Source records:
"""
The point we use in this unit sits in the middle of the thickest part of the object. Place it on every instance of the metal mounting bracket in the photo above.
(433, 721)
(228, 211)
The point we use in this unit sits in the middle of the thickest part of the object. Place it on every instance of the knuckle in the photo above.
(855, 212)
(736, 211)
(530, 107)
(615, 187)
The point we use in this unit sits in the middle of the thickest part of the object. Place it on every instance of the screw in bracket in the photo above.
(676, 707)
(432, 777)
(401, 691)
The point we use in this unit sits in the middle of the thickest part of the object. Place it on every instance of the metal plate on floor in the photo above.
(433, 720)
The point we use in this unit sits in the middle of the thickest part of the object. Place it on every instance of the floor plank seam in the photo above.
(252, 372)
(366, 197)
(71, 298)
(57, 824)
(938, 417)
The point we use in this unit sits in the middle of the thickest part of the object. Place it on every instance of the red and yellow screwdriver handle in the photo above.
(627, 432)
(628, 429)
"""
What the task asks: The reply must consist solely of the lines from the one containing "handle in the photo above." through the last line in the material above, reproduced exactly.

Response area:
The point we use in this unit sits in the middle of the thickest part of the object. Place it on every instance of the red and yellow screwdriver handle in the photo above.
(627, 432)
(628, 429)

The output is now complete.